— Task directions —
Would you give again, exactly as written, the lines from the opening of the records to the line with "Note: pick out the shirt sleeve", that line included and pictures excluded?

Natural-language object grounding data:
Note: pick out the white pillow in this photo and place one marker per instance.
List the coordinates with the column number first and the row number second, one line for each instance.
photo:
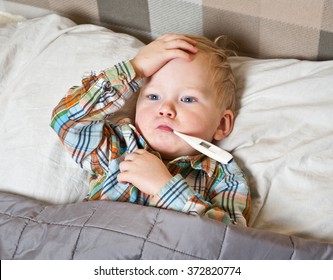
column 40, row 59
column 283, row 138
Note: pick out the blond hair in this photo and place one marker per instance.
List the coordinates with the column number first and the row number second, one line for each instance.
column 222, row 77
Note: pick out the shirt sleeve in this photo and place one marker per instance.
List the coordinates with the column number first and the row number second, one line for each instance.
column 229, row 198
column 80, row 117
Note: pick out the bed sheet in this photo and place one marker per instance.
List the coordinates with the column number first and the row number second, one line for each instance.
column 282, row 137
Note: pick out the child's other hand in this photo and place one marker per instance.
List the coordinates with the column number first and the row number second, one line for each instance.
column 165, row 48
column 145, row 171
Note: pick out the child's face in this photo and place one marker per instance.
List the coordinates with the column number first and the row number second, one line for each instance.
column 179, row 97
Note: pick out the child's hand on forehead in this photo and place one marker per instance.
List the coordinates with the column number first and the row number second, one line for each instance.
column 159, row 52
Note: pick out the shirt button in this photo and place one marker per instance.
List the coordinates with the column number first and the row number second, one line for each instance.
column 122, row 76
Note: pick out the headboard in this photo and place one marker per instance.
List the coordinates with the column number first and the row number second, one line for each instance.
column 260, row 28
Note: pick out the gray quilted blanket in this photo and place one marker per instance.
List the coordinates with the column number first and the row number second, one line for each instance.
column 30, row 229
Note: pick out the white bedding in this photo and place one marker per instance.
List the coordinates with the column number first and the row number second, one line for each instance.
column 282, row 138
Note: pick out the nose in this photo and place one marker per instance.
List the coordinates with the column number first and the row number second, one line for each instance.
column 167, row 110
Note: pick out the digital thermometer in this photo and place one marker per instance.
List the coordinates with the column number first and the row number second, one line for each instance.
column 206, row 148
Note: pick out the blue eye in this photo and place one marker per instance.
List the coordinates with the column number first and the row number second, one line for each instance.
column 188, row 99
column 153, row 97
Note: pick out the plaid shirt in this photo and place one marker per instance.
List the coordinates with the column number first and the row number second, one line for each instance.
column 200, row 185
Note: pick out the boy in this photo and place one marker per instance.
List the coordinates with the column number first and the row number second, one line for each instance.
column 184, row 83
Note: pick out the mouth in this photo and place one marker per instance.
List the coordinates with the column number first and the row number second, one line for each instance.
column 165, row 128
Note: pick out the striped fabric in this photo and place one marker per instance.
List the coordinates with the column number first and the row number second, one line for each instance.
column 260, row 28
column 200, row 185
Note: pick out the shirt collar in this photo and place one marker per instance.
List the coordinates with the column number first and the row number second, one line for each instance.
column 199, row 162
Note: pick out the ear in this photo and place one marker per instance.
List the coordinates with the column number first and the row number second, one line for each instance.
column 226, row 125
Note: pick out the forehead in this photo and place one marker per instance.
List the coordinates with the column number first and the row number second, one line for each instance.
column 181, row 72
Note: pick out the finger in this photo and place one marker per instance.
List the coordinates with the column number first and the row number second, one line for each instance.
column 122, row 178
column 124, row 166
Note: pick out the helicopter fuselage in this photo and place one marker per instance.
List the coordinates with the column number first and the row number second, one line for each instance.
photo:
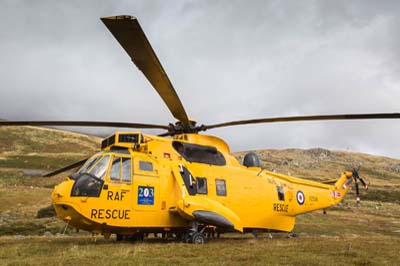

— Reply —
Note: pick out the white pillow in this photo and place one marker per instance.
List the coordinates with the column number first and the row number second, one line for each instance.
photo:
column 40, row 59
column 283, row 138
Note: pick out the blond hair in this photo and place one marker per instance.
List the coordinates with the column number first and the row number second, one line for each instance.
column 222, row 77
Note: pick out the shirt sleeve in this photo and place one marker per instance.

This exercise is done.